WHAT TO PRODUCE:
Exactly the lines from the opening of the records through the line containing "Practice step: put a point on each instance of the overcast" should be copied, with both included.

Natural-language object grounding data:
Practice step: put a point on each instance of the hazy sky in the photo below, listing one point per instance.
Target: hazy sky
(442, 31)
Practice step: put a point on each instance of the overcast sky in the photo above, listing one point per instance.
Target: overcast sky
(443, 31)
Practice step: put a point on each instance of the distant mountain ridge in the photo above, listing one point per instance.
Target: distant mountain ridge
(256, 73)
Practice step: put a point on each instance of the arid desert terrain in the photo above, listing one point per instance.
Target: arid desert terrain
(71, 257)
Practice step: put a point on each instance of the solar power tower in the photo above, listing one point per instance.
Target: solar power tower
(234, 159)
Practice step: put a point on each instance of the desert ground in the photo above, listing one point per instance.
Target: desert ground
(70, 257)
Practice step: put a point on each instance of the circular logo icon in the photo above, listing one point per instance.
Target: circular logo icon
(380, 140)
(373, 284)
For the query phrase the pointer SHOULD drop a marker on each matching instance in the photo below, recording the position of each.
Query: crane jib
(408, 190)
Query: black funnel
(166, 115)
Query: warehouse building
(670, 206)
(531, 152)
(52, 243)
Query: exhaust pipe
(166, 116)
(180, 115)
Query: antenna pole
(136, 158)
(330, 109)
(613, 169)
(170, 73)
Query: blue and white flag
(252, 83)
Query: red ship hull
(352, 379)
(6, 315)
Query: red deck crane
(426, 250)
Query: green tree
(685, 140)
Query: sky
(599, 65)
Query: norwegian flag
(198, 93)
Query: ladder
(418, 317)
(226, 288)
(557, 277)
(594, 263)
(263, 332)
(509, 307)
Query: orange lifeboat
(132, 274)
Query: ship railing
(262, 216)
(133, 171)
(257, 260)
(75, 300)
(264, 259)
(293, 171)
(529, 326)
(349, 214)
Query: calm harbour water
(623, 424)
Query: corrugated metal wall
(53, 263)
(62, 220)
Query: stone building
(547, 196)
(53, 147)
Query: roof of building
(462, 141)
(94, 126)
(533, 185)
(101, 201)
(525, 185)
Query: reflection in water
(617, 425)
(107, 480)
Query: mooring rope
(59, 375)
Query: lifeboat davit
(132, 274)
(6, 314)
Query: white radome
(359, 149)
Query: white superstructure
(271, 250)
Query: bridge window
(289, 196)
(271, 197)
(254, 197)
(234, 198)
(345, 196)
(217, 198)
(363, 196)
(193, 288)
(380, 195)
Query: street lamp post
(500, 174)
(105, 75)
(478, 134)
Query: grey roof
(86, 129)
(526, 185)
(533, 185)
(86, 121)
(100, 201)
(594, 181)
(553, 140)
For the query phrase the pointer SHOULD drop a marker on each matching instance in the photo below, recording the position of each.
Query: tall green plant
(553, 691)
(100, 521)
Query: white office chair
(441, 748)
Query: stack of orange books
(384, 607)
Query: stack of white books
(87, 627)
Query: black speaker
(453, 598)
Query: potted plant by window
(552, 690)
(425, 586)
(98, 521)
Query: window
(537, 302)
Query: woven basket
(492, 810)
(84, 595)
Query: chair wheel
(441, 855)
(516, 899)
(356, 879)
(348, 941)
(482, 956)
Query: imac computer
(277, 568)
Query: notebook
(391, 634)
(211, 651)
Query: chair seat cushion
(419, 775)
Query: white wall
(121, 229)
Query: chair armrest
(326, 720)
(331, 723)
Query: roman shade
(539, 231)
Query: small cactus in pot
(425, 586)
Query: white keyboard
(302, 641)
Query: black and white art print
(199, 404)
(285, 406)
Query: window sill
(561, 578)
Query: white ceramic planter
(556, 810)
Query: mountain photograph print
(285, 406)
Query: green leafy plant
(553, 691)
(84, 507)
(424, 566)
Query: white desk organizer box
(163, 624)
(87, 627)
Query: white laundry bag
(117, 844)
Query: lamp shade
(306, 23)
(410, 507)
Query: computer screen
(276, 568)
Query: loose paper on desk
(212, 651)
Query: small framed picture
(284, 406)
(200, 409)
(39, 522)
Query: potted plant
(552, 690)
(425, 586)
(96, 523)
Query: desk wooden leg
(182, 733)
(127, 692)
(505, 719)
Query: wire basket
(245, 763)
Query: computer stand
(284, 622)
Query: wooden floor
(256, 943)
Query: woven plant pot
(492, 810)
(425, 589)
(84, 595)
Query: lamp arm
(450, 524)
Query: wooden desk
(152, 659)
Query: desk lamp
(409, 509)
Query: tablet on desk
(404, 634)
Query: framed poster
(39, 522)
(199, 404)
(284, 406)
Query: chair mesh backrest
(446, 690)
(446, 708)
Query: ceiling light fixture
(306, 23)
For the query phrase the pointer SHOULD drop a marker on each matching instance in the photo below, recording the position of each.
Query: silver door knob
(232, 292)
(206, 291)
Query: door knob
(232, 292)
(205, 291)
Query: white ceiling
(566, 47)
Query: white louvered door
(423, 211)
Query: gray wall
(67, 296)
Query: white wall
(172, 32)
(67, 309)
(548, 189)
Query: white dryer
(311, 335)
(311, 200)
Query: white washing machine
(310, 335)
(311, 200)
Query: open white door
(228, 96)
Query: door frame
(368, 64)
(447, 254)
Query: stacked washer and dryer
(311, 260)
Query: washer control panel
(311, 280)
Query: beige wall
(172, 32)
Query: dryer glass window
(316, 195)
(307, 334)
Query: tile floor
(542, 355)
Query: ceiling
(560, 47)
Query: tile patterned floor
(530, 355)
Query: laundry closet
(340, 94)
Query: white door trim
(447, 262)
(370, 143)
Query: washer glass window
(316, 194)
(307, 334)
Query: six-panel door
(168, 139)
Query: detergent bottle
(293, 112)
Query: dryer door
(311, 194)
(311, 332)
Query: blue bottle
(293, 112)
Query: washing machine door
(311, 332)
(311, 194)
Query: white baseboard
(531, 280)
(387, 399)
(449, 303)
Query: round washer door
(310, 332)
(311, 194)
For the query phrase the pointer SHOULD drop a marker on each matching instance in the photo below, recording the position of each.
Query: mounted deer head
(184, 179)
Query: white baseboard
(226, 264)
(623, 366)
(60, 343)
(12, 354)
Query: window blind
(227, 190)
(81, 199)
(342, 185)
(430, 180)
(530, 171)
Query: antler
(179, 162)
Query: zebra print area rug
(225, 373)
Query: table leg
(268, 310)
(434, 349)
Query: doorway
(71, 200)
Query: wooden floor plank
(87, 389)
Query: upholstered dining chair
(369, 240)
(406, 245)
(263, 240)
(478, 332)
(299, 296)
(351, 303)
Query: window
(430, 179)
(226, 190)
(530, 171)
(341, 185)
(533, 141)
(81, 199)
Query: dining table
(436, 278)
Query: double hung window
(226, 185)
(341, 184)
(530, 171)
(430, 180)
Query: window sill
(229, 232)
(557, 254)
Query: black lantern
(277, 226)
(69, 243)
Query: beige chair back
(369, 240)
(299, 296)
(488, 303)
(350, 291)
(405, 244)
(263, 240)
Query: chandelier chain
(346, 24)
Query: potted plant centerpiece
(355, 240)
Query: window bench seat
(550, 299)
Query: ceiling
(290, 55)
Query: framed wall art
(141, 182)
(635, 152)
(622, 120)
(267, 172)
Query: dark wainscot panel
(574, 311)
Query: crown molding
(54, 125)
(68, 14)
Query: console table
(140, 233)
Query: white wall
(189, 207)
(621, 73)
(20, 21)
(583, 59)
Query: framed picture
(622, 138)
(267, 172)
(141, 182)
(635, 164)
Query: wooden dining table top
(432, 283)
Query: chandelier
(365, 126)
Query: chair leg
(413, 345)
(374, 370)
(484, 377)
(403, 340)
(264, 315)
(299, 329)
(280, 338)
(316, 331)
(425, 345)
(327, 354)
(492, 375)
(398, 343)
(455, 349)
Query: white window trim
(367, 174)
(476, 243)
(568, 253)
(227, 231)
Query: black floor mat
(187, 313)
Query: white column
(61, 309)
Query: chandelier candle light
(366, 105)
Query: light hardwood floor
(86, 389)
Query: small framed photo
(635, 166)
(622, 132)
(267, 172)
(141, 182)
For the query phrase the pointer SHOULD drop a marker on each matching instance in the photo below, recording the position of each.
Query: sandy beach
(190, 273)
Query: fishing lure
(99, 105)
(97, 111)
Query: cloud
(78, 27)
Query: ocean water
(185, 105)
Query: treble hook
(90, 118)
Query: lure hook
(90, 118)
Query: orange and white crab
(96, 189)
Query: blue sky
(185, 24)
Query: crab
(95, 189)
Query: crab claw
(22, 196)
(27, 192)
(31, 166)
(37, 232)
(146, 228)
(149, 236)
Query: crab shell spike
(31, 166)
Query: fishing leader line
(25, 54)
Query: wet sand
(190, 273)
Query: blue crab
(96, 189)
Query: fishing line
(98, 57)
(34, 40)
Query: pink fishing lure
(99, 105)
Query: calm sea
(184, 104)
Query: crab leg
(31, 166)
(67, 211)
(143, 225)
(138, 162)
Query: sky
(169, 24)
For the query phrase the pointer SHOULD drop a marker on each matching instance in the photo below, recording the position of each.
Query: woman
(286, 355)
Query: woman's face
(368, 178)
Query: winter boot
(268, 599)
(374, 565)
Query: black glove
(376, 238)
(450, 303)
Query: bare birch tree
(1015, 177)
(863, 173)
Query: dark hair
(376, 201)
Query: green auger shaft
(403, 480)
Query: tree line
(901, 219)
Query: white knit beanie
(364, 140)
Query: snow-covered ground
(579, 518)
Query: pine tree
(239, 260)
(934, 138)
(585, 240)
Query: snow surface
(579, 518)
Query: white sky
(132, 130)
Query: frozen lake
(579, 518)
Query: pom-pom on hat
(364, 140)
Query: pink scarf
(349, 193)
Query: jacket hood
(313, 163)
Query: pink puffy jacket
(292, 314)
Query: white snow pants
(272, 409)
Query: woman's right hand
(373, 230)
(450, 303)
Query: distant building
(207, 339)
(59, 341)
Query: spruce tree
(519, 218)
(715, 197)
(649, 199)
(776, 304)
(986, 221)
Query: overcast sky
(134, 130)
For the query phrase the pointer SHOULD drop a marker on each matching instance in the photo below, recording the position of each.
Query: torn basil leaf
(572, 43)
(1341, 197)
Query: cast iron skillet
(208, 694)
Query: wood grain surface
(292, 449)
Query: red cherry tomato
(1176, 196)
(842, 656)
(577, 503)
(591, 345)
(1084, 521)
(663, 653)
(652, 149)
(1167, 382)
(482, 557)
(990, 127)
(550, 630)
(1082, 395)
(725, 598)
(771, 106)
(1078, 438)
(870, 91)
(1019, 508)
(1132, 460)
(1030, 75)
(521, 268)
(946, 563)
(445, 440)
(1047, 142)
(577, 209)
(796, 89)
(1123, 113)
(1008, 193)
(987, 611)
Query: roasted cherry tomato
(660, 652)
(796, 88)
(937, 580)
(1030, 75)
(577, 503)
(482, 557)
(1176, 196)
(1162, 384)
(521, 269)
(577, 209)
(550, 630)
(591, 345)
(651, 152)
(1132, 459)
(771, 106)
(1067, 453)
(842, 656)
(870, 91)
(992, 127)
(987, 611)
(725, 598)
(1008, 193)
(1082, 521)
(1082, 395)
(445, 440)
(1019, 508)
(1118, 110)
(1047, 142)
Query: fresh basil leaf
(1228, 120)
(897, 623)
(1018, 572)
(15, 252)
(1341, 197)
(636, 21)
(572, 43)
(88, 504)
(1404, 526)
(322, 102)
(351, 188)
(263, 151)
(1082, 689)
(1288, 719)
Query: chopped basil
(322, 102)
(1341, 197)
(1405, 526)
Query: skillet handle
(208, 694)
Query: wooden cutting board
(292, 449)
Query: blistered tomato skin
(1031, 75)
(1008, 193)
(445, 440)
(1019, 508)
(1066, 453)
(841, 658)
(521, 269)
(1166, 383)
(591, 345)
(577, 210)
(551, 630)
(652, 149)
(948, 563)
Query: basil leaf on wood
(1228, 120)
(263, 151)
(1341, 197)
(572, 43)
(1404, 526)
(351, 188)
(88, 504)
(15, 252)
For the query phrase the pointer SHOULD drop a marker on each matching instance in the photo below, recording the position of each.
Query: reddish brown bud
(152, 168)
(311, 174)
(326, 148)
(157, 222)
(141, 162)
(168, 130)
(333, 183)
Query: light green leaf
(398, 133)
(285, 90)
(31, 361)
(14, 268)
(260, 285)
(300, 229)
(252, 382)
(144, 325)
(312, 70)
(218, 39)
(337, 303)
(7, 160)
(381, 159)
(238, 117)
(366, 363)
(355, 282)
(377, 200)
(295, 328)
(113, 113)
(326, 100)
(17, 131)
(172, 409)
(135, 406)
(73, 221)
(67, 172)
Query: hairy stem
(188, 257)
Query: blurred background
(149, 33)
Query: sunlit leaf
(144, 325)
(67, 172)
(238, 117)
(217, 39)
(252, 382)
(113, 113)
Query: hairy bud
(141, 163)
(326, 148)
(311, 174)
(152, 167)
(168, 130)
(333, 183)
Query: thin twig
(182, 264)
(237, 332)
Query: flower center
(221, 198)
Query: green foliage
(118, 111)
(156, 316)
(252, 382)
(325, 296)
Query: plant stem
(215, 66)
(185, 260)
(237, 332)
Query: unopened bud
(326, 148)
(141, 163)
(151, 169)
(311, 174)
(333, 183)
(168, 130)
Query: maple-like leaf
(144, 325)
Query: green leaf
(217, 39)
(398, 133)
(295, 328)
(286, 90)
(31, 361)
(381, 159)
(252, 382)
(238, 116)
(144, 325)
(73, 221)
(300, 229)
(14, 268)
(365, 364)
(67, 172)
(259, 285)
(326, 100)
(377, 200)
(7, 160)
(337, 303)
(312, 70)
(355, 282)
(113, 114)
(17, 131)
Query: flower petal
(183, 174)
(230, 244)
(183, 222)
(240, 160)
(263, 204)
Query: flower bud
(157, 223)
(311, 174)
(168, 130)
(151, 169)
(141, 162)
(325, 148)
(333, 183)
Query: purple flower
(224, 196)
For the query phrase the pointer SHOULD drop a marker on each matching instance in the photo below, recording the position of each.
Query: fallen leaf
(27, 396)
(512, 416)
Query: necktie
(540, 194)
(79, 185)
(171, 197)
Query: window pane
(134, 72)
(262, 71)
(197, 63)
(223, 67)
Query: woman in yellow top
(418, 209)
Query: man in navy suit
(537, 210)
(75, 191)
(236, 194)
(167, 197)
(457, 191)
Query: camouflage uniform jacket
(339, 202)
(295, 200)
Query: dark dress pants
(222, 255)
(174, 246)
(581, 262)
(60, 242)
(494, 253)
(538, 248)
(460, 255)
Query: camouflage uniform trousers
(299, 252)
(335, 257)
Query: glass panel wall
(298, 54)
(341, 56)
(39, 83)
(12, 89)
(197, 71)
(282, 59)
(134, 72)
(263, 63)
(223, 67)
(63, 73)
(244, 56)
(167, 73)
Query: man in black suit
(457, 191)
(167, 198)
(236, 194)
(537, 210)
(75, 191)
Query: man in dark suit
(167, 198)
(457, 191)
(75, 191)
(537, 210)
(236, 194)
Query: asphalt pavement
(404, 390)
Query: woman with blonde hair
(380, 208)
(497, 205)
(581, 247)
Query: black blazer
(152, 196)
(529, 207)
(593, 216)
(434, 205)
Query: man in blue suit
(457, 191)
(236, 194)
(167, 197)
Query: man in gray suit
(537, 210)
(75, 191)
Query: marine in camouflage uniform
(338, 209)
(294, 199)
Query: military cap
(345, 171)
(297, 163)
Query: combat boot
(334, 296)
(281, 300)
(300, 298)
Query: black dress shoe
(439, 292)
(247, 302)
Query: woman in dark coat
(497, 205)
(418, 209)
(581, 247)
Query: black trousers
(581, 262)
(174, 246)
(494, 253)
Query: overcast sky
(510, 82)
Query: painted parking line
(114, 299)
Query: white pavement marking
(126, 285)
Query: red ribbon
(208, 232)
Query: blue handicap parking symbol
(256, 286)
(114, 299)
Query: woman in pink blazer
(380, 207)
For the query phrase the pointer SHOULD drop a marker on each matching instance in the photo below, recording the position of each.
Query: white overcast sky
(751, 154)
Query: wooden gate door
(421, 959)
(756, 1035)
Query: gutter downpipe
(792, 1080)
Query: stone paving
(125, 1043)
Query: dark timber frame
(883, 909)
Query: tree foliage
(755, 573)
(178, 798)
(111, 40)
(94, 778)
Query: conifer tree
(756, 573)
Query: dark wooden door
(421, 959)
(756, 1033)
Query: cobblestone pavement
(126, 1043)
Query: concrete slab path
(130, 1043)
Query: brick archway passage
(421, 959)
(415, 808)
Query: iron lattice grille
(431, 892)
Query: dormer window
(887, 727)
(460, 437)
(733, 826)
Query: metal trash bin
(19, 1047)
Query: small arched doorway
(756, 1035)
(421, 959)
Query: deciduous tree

RESULT:
Practice step: put a point on each instance of the hazy sky in the photo below, listing one point per instance.
Target: hazy sky
(442, 31)
Practice step: put a point on each instance of the overcast sky in the photo above, listing one point per instance.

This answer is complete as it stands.